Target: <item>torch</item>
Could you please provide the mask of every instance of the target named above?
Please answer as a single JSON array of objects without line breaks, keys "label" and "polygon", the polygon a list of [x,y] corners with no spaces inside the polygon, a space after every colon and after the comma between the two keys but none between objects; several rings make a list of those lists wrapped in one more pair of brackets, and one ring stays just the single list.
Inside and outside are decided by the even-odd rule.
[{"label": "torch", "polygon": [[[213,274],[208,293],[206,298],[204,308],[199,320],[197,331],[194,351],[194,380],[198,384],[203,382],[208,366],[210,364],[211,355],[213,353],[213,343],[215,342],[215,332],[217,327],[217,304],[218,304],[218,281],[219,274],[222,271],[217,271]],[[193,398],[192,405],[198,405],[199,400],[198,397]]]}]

........

» **To be done**:
Convert the data above into a JSON list of strings, with each line as its own string and blank lines omitted.

» **Expected output**:
[
  "Target: <item>torch</item>",
  "Could you please provide the mask of every instance of the target named above?",
  "Please answer as a single JSON array of objects without line breaks, keys \"label\" and \"polygon\", the polygon a list of [x,y] corners with no spaces inside the polygon, a space after every colon and after the comma between the two keys but none between objects; several rings make a list of those lists wrapped in one more pair of brackets, and one ring stays just the single list.",
  "Inside and outside are decided by the even-odd rule.",
  "[{\"label\": \"torch\", \"polygon\": [[[213,274],[208,293],[206,298],[204,308],[199,320],[197,331],[194,351],[194,380],[198,384],[203,382],[208,366],[210,364],[211,355],[213,353],[213,343],[215,342],[215,332],[217,327],[217,304],[218,304],[218,281],[219,274],[222,271],[217,271]],[[193,398],[192,405],[198,405],[199,400],[198,397]]]}]"
]